- _To do_
Pick out each line in the items below that contains the word "When" and copy those lines out.

- _Excerpted data_
- - - -

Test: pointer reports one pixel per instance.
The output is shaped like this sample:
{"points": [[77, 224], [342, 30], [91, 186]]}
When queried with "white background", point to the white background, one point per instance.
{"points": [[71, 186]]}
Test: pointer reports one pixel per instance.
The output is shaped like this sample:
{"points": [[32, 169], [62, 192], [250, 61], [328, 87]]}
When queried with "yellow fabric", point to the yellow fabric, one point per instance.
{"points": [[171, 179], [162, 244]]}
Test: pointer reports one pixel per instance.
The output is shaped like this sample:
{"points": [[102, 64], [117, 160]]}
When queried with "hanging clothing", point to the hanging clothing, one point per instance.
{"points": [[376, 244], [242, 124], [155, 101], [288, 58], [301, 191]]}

- - - -

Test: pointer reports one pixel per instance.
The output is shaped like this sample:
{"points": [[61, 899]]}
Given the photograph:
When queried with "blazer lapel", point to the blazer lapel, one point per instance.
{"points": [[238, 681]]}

- - - -

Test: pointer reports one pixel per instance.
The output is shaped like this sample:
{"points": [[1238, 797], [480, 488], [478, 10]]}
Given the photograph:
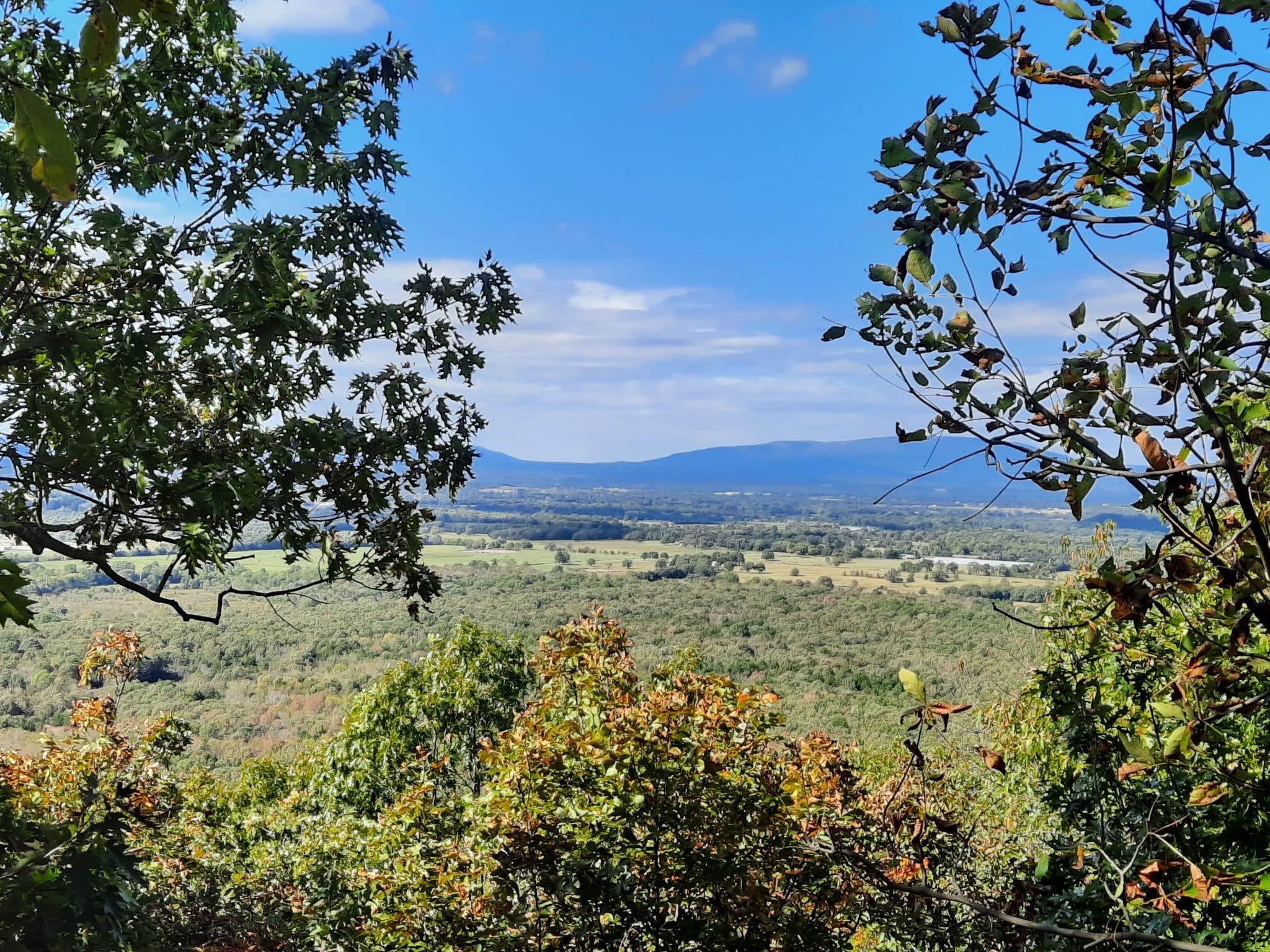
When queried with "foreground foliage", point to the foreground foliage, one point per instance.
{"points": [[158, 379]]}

- - - -

- _Completed task_
When queried with "white background", point to the white background, one point per instance.
When queried with "yellow fabric", point to the yellow fabric, one point per instance.
When queried with "hanging clothing", point to the hanging clothing, one point per instance.
When queried with "blazer lapel", point to the blazer lapel, one point per instance.
When queried with "foreground foliage", point to the foreground foliage, one point per instance.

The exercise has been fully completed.